Answer these from the Brother printer text:
(a) After how many months did the HL-L6200DW start having paper jams?
(b) How long is the warranty for the HL-L6400 series?
(c) Which P-touch label maker is named as an example?

##### Document segment

I thought this wasn't important — until it was.
In 2022, one of our Brother HL-L6200DW units started having intermittent paper jams after 18 months. I called Brother support. They walked me through cleaning the pickup roller (which I should've been doing monthly, but wasn't). When that didn't fix it, they sent a replacement fuser unit under warranty, and it arrived in 2 business days.
I've had similar experiences with HP and Epson, but Brother's support was notable because they didn't try to sell me anything. They just fixed the problem. (Finally! A support call that didn't end with a sales pitch.)
Warranty lengths vary by model, but most commercial Brother printers come with 1 year on-site warranty. For the HL-L6400 series, it's 2 years. Worth checking before you buy.
7. What about the P-touch label makers — are they actually useful?
I was skeptical at first. A dedicated label maker? Why not just print labels on the office printer?
Here's what changed my mind: consistency. The P-touch label makers (like the PT-D610BT) print labels that are always the same size, always readable, and always adhesive the same way. When we print labels on the office printer, someone always loads the paper wrong and we get misaligned labels.

##########
##### Records

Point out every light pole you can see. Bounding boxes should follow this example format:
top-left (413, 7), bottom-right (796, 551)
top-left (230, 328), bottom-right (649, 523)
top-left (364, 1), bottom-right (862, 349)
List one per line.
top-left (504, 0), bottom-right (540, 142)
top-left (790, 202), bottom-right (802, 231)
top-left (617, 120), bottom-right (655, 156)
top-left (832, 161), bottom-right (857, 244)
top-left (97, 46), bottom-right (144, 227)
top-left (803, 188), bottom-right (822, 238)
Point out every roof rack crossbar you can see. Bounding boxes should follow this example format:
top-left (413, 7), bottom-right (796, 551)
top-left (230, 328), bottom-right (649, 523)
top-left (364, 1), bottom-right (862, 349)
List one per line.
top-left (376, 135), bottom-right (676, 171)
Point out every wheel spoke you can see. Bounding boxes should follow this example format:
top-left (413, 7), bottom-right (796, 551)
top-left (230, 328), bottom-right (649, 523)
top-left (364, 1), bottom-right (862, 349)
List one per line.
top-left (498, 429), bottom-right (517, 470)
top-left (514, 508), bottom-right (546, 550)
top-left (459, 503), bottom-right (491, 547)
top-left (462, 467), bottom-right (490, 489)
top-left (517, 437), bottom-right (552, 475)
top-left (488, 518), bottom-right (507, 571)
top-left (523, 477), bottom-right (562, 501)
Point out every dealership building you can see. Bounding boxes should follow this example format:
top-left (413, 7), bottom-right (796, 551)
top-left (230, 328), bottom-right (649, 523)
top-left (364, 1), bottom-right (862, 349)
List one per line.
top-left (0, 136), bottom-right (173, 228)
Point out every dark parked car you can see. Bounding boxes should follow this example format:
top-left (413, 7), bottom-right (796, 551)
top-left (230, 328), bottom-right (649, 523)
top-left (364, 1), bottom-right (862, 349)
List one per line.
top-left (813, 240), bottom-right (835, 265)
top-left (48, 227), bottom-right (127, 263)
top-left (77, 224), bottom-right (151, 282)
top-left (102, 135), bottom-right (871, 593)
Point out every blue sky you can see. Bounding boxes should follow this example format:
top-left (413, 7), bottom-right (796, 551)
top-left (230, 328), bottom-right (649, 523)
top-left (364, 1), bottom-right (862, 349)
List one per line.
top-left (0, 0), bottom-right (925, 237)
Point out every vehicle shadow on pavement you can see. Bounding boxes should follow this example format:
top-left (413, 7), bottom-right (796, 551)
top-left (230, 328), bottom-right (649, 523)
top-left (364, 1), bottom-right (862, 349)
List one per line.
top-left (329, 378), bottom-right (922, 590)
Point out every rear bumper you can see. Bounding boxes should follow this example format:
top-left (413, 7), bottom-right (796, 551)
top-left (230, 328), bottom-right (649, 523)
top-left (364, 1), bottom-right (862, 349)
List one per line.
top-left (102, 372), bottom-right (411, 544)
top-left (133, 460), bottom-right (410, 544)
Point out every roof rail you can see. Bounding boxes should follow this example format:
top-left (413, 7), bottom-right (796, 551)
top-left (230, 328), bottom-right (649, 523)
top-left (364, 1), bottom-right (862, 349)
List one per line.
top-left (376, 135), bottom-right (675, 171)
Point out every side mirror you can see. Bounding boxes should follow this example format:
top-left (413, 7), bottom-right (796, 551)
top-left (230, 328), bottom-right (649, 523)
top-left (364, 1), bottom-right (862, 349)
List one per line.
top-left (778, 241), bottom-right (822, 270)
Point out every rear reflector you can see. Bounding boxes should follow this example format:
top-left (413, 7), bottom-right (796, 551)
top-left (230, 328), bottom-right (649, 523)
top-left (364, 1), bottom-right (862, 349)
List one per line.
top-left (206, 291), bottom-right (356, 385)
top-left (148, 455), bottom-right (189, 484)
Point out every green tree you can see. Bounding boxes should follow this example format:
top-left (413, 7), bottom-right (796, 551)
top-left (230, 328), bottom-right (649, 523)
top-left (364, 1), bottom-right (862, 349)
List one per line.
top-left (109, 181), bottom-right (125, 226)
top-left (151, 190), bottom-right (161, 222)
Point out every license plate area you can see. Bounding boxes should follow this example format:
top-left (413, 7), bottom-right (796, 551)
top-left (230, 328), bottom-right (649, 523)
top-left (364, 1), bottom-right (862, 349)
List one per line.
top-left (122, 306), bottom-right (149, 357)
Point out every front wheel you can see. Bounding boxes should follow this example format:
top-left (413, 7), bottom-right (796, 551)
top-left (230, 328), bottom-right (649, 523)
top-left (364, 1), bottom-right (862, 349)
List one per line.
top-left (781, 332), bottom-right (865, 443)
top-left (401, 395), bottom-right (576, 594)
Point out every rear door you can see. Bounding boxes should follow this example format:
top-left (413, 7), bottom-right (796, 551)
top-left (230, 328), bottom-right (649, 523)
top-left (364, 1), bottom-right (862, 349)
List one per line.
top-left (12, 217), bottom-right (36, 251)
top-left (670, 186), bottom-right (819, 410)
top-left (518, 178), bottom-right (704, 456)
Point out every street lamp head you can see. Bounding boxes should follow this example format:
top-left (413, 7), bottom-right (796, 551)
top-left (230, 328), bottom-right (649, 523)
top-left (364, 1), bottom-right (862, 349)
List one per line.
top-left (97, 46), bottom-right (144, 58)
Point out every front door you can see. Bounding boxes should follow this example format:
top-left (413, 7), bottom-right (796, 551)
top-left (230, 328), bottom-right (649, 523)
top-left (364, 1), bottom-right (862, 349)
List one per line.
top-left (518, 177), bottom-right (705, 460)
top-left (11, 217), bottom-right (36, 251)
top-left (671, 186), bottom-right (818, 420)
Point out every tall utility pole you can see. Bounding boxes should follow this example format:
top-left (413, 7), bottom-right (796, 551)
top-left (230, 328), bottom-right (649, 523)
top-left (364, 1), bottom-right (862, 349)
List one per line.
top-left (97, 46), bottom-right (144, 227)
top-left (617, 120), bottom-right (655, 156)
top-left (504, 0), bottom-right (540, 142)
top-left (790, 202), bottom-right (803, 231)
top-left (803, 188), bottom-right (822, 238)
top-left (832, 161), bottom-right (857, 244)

##########

| Worked solution |
(a) 18 months
(b) 2 years
(c) The PT-D610BT